→ **TASK DETAILS**:
Copy the entries below word for word, starting at their first line and ending with the line that contains "x=1081, y=725", with that line included.
— Start —
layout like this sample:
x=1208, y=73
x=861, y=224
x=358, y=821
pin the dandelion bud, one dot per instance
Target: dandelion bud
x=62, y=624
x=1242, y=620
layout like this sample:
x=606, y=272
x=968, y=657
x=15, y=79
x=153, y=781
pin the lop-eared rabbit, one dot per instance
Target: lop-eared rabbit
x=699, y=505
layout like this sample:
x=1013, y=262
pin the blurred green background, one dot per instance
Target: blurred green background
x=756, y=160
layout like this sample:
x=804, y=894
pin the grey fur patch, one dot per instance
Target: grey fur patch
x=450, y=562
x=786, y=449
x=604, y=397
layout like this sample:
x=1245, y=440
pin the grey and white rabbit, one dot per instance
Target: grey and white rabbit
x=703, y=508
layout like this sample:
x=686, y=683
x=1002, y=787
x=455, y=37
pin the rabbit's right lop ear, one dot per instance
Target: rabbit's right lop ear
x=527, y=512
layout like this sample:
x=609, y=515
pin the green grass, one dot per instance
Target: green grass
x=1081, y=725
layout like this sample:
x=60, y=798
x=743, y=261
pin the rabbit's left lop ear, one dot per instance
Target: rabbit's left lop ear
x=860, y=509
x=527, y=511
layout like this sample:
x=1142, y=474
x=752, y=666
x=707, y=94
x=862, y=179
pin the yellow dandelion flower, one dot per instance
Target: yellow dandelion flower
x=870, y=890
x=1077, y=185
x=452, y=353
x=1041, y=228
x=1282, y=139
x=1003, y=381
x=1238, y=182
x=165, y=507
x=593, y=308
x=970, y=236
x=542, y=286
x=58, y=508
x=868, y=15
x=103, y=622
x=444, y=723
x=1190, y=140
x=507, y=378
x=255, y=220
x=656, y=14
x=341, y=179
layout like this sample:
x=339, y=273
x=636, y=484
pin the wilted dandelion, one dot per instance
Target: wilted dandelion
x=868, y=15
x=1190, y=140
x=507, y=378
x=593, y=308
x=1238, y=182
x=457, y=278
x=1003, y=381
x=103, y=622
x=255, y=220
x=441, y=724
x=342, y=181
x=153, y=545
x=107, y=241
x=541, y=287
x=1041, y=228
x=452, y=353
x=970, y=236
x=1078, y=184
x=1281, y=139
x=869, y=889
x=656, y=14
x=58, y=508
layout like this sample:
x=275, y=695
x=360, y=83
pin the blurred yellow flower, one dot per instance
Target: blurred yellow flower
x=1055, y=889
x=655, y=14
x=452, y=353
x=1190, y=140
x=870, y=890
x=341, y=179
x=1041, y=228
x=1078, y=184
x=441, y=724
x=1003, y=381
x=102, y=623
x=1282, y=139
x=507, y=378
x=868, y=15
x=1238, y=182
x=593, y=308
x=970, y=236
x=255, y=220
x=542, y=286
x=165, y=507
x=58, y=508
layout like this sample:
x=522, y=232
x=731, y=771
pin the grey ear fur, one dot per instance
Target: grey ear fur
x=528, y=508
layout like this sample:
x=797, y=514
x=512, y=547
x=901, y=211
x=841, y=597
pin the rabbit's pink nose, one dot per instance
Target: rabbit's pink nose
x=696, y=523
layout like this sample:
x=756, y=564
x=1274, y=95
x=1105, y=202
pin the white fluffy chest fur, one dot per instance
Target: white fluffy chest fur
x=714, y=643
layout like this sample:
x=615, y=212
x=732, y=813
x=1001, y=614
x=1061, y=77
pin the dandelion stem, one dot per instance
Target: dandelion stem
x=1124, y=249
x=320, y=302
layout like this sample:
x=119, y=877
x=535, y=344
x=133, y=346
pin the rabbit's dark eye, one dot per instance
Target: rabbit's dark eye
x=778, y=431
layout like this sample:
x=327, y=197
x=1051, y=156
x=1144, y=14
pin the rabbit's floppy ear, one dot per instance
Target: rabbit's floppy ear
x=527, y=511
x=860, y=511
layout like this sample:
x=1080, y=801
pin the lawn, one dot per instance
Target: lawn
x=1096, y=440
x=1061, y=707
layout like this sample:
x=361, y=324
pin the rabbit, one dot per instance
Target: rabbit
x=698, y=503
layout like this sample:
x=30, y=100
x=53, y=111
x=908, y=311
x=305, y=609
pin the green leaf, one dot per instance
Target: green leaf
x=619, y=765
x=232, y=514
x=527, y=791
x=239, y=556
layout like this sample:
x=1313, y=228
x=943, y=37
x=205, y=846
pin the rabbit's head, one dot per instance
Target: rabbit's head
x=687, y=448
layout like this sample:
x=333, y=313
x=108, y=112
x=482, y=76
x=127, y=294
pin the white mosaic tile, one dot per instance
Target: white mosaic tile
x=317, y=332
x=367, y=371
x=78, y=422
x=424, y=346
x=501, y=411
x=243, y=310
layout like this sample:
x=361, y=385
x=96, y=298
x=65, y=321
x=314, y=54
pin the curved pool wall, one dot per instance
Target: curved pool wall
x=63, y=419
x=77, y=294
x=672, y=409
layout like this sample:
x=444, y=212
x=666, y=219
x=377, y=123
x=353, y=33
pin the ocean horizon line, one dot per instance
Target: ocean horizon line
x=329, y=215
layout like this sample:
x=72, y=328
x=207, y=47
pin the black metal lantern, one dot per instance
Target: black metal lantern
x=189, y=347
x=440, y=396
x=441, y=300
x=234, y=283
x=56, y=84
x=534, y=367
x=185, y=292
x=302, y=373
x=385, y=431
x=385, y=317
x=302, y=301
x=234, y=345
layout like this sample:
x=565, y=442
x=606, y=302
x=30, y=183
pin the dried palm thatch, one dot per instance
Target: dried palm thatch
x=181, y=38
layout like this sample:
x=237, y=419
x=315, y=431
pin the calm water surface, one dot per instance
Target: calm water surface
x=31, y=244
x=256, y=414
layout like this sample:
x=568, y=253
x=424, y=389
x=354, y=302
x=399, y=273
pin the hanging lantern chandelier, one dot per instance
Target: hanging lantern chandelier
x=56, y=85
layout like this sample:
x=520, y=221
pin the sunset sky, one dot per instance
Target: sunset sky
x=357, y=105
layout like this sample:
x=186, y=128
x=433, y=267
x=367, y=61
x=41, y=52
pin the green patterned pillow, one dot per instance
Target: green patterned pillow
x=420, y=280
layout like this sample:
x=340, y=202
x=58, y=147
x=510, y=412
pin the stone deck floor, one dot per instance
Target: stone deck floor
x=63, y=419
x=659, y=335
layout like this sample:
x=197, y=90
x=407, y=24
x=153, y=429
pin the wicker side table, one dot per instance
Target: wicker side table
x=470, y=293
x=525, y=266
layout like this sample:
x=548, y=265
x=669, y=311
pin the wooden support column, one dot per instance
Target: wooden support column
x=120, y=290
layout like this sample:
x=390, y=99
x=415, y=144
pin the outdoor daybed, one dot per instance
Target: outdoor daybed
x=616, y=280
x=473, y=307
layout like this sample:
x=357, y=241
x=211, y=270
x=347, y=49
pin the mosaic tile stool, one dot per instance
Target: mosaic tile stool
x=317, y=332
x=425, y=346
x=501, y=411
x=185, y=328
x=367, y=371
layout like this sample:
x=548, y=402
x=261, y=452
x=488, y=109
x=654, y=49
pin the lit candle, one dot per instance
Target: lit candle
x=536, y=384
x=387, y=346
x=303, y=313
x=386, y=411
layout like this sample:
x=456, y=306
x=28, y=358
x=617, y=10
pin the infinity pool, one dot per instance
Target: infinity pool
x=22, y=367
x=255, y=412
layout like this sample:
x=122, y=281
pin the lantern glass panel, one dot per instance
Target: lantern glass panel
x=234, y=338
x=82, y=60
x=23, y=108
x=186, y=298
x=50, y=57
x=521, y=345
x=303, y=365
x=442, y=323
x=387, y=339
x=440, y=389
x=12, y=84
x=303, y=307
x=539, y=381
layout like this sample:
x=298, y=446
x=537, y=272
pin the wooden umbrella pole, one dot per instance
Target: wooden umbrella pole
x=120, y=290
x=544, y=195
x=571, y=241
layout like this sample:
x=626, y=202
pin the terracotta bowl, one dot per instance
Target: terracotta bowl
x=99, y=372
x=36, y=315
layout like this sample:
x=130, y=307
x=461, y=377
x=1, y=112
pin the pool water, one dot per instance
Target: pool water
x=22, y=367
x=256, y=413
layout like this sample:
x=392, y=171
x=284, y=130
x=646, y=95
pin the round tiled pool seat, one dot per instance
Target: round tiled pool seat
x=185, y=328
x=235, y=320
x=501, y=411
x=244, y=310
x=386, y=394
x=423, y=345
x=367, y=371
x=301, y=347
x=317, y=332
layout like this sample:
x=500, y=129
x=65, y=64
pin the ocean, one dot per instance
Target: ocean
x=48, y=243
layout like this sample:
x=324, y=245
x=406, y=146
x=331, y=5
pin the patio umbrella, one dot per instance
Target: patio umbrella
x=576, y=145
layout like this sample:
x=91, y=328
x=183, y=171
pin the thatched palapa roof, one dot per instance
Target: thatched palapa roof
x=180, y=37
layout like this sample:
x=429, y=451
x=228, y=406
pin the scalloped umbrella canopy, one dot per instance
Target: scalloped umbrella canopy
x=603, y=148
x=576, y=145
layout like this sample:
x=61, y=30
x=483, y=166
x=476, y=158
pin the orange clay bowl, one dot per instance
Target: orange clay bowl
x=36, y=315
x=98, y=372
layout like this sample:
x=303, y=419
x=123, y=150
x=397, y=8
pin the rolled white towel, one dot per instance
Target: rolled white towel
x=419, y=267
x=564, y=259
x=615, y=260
— End —
→ **RESPONSE FOR THIS EXERCISE**:
layout like this sample:
x=1208, y=73
x=861, y=224
x=358, y=821
pin the dandelion bud, one dot per instance
Target: dandelion bud
x=62, y=624
x=1242, y=620
layout like this sample:
x=606, y=272
x=968, y=657
x=15, y=79
x=153, y=781
pin the lop-eared rabbit, one dot per instance
Target: lop-eared rabbit
x=699, y=505
layout like this sample:
x=1013, y=262
pin the blurred green background, one dot per instance
Target: blurred green background
x=756, y=160
layout like this sample:
x=804, y=894
pin the grey fur patch, one dot per instance
Target: grey fur patch
x=450, y=562
x=786, y=449
x=604, y=397
layout like this sample:
x=1245, y=440
pin the grey and white rabbit, one dot per instance
Target: grey and white rabbit
x=703, y=508
layout like this sample:
x=686, y=683
x=1002, y=787
x=455, y=37
pin the rabbit's right lop ear, one dot per instance
Target: rabbit's right lop ear
x=527, y=512
layout like this sample:
x=609, y=515
pin the green grass, one dot per instance
Target: green grass
x=1081, y=725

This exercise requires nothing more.